**INSTRUCTION**
Copy every one of the entries below word for word, line by line.

Dataset entries
◇ ◇ ◇ ◇ ◇
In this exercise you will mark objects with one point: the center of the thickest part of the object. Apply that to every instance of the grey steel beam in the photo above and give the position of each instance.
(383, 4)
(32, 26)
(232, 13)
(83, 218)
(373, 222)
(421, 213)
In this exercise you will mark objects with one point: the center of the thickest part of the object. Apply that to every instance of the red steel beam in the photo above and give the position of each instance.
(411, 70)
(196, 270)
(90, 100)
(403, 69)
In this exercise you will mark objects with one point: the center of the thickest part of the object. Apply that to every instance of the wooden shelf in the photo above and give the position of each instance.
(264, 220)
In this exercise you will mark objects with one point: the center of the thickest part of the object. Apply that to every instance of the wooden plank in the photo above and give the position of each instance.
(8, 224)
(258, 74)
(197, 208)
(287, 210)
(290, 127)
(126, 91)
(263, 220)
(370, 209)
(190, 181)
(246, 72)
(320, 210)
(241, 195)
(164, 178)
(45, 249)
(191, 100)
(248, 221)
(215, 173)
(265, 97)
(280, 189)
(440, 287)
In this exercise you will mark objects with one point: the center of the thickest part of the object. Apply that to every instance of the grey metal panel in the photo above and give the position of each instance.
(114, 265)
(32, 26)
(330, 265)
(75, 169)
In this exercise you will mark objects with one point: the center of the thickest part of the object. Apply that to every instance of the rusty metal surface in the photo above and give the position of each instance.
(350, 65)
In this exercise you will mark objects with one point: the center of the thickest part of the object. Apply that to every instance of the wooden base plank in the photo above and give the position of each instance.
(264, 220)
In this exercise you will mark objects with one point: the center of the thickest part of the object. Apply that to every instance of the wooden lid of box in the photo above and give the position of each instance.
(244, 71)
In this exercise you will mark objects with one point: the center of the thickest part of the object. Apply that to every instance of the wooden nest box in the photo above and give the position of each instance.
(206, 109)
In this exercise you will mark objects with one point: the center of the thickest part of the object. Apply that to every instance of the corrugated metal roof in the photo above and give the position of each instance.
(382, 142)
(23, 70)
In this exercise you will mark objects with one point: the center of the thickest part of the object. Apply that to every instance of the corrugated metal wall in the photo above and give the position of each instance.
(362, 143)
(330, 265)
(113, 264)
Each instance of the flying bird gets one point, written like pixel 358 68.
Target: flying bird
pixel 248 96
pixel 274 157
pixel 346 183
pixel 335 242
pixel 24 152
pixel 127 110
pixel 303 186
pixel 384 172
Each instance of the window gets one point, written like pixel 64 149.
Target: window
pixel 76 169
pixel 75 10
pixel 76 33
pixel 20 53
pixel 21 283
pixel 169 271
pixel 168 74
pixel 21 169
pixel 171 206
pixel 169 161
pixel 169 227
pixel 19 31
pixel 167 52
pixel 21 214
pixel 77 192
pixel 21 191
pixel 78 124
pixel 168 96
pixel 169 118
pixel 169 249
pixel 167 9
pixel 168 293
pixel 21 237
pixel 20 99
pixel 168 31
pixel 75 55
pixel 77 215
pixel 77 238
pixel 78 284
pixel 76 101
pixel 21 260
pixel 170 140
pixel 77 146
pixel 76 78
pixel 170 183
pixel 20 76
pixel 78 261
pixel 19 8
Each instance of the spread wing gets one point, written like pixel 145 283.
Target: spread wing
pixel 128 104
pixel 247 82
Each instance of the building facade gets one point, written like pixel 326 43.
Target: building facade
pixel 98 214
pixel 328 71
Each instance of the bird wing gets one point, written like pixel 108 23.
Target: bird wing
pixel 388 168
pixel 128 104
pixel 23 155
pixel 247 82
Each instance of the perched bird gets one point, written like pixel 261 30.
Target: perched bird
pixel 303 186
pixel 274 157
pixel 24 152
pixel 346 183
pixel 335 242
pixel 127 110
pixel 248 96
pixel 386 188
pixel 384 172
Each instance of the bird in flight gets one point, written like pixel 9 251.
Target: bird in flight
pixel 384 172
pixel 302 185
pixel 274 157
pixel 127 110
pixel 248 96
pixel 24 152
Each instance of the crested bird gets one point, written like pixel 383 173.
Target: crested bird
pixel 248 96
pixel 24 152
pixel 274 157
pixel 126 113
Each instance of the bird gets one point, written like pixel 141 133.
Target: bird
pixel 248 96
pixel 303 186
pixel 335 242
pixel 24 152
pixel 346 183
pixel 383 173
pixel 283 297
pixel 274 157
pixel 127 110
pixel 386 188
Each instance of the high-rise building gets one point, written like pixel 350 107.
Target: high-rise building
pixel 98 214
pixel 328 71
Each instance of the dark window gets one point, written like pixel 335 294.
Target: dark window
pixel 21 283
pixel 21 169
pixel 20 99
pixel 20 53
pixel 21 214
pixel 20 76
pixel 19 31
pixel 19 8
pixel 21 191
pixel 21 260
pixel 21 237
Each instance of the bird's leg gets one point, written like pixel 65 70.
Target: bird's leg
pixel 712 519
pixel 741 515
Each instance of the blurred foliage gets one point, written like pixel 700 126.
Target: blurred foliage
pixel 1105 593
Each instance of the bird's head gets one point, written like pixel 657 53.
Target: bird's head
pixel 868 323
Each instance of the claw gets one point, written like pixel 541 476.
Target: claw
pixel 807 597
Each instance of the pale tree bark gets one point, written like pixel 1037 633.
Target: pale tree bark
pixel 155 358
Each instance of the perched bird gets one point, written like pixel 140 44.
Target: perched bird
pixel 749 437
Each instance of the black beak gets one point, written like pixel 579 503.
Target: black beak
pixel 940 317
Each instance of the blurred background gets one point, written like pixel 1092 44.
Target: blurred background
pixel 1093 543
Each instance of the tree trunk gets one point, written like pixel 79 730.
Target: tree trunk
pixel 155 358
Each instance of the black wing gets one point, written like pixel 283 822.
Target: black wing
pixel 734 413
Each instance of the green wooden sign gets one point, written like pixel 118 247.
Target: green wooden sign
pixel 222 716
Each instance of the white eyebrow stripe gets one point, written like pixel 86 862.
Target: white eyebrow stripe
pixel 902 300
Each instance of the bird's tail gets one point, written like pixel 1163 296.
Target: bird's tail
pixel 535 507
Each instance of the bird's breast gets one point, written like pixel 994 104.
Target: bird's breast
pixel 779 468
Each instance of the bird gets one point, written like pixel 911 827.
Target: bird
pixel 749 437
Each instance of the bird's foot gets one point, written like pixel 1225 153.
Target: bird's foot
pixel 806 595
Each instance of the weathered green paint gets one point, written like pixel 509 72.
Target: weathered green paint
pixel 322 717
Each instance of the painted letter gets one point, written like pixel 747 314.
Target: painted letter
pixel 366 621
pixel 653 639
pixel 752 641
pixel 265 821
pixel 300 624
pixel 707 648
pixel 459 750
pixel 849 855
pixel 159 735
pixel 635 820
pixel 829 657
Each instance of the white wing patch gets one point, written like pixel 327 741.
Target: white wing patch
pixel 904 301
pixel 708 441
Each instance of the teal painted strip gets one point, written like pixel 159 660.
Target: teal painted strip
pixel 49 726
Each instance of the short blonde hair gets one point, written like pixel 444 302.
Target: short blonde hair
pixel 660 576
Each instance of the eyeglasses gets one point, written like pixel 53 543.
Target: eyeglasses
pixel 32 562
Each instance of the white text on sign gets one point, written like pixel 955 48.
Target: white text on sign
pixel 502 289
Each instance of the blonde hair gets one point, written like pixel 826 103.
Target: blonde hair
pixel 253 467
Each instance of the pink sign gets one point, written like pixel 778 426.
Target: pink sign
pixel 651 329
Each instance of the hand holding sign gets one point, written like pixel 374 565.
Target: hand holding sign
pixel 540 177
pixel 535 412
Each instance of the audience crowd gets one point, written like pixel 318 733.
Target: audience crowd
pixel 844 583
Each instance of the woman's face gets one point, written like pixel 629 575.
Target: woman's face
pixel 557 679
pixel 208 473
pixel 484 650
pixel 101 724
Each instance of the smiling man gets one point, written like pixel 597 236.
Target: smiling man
◇ ◇ ◇ ◇ ◇
**OUTPUT OF THE TASK**
In this exercise you will mark objects with one point: the center of the thickest part of the object. Apply that to every instance of the grey steel beam in the photo above and give the position of each instance.
(383, 4)
(32, 26)
(232, 13)
(83, 218)
(373, 222)
(421, 213)
In this exercise you will mark objects with one point: the center of the thickest part of the object. Apply that to every instance of the red steel beam in the photo above and give the position of each instance.
(411, 70)
(196, 270)
(90, 100)
(403, 69)
In this exercise you will mark objects with one point: the center of the thickest part of the object. Apply that to every instance of the wooden shelf in the photo above and give the position of each instance.
(264, 220)
In this exercise you will mark objects with one point: the center of the thickest part of the object. Apply that to every instance of the wooden plank in the photo above and give the position of each instance.
(8, 224)
(258, 74)
(197, 208)
(287, 210)
(290, 127)
(126, 91)
(263, 220)
(370, 209)
(190, 181)
(246, 72)
(320, 210)
(241, 195)
(164, 178)
(45, 249)
(191, 100)
(248, 221)
(215, 173)
(265, 97)
(280, 189)
(440, 287)
In this exercise you will mark objects with one point: the center of the thickest part of the object. Apply that to every instance of the grey metal panel in the photo above and give the position of each instance.
(114, 265)
(32, 26)
(330, 265)
(75, 169)
In this exercise you will mark objects with one point: the center of the thickest part of the object. Apply that to every instance of the rusty metal surface in the photo above and give the position of each instance.
(350, 65)
In this exercise you will mark objects with one point: the center of the thickest part of the object. Apply that to every instance of the wooden base plank in the photo above and give the position of each instance.
(264, 220)
In this exercise you will mark objects with one point: the center of the thickest part of the object. Apply that to every instance of the wooden lid of box in the photo above and give the position of each instance.
(244, 71)
In this exercise you will mark objects with one point: the center of the thickest part of the object. Apply that to every instance of the wooden nest box in the photo above and give the position of each instance.
(206, 109)
In this exercise you will mark objects with one point: the center of the thickest part of the object. Apply that to every instance of the corrugated metal roof in the photo above and give the position of each instance.
(382, 142)
(23, 70)
In this exercise you will mark objects with one point: the center of the thickest part of the object. Apply that to every instance of the corrugated metal wall in the photo above and give the position of each instance.
(362, 143)
(330, 265)
(113, 264)
Each instance of the flying bird gets one point, written like pixel 358 68.
Target: flying bird
pixel 248 96
pixel 274 157
pixel 346 183
pixel 335 242
pixel 24 152
pixel 127 110
pixel 303 186
pixel 384 172
Each instance of the window gets one point, written like pixel 64 149.
Target: window
pixel 76 169
pixel 75 10
pixel 76 33
pixel 20 53
pixel 21 283
pixel 169 271
pixel 168 74
pixel 21 169
pixel 171 206
pixel 169 161
pixel 169 227
pixel 19 31
pixel 167 52
pixel 21 214
pixel 77 192
pixel 21 191
pixel 78 124
pixel 168 96
pixel 169 118
pixel 169 249
pixel 167 9
pixel 168 293
pixel 21 237
pixel 20 99
pixel 168 31
pixel 75 55
pixel 77 215
pixel 77 238
pixel 78 284
pixel 76 101
pixel 21 260
pixel 170 140
pixel 77 146
pixel 76 78
pixel 170 183
pixel 20 76
pixel 78 261
pixel 19 8
Each instance of the spread wing gets one point, written like pixel 145 283.
Target: spread wing
pixel 128 104
pixel 247 82
Each instance of the building facade gets one point, written like pixel 326 43.
Target: building facade
pixel 98 214
pixel 328 71
Each instance of the bird wing gets one point, written like pixel 108 23.
Target: bird wing
pixel 388 168
pixel 128 104
pixel 23 155
pixel 247 82
Each instance of the perched bird gets one point, written like pixel 261 30.
Target: perched bird
pixel 303 186
pixel 274 157
pixel 24 152
pixel 346 183
pixel 335 242
pixel 127 110
pixel 248 96
pixel 386 188
pixel 384 172
Each instance of the bird in flight gets one point, written like pixel 9 251.
Target: bird in flight
pixel 384 172
pixel 302 185
pixel 274 157
pixel 127 110
pixel 248 96
pixel 24 152
Each instance of the crested bird gets one point, written like pixel 383 173.
Target: crested bird
pixel 248 96
pixel 24 152
pixel 274 157
pixel 126 113
Each instance of the bird gets one point, written like pixel 141 133.
Target: bird
pixel 248 96
pixel 303 186
pixel 335 242
pixel 24 152
pixel 346 183
pixel 383 173
pixel 283 297
pixel 274 157
pixel 127 110
pixel 386 188
Each instance of the high-rise building gets one point, written like pixel 350 107.
Target: high-rise building
pixel 98 214
pixel 328 71
Each instance of the dark window gets one point, written like pixel 335 294.
Target: dark window
pixel 21 283
pixel 21 169
pixel 20 99
pixel 20 53
pixel 21 214
pixel 20 76
pixel 19 31
pixel 19 8
pixel 21 191
pixel 21 260
pixel 21 237
Each instance of the bird's leg gets one point, written like pixel 65 70.
Target: bird's leg
pixel 712 519
pixel 741 515
Each instance of the blurred foliage gets one point, written like pixel 700 126.
Target: blurred foliage
pixel 1105 593
Each instance of the bird's head gets one point, written like pixel 657 53.
Target: bird's head
pixel 868 323
Each instance of the claw gets one point, written like pixel 541 476.
Target: claw
pixel 807 597
Each instance of the pale tree bark gets one point, written like pixel 1037 633.
Target: pale tree bark
pixel 155 358
Each instance of the perched bird gets one point, written like pixel 140 44.
Target: perched bird
pixel 749 437
Each instance of the black beak gets one point, written like pixel 579 503.
Target: black beak
pixel 940 317
Each instance of the blurred background gets one point, written like pixel 1092 44.
Target: blurred background
pixel 1093 543
Each instance of the tree trunk gets one point, written like pixel 79 730.
Target: tree trunk
pixel 155 358
Each instance of the black wing gets one point, written like pixel 283 822.
Target: black wing
pixel 734 413
Each instance of the green wooden sign gets one point, written like pixel 118 247.
Target: green wooden sign
pixel 222 716
Each instance of the white eyebrow stripe gets one point, written like pixel 86 862.
Target: white eyebrow stripe
pixel 902 300
Each instance of the bird's tail gets one point, written like pixel 1163 296.
Target: bird's tail
pixel 535 507
Each instance of the bird's breast gets one point, written like pixel 994 104.
Target: bird's breast
pixel 779 468
Each instance of the bird gets one point, written like pixel 911 827.
Target: bird
pixel 749 437
Each instance of the bird's foot gets one point, written like pixel 1225 153.
Target: bird's foot
pixel 806 595
Each instance of the weathered green paint gets one point, written like pixel 509 72.
Target: weathered green paint
pixel 322 717
Each instance of the painted letter gets one point, written like pixel 747 314.
Target: painted letter
pixel 366 621
pixel 653 639
pixel 752 641
pixel 265 821
pixel 300 624
pixel 707 648
pixel 459 750
pixel 849 855
pixel 159 735
pixel 635 820
pixel 829 657
Each instance of the white wing patch gets one point, written like pixel 327 741.
Target: white wing patch
pixel 904 301
pixel 708 441
Each instance of the teal painted strip gets one point, written like pixel 159 660.
Target: teal painted strip
pixel 49 726
Each instance of the short blonde hair gets one point, written like pixel 444 302.
Target: short blonde hair
pixel 660 576
Each instance of the eyeglasses gets one point, written like pixel 53 543.
Target: eyeglasses
pixel 32 562
Each instance of the white text on sign gets one point, written like pixel 955 48.
Target: white text on sign
pixel 502 289
Each instance of the blonde hair gets one point, written like pixel 826 103.
Target: blonde hair
pixel 253 467
Each instance of the pink sign gets one point, written like pixel 778 426.
Target: pink sign
pixel 651 329
Each instance of the hand holding sign gets one point, written like pixel 374 565.
Target: hand holding sign
pixel 540 177
pixel 535 412
Each instance of the audience crowd gets one point, written like pixel 318 733.
Target: audience crowd
pixel 844 583
Each instance of the woman's face gets one point, written like pixel 629 575.
Target: woman's face
pixel 557 679
pixel 208 473
pixel 484 650
pixel 101 724
Each instance of the smiling man gets one point, written like pixel 597 236.
Target: smiling man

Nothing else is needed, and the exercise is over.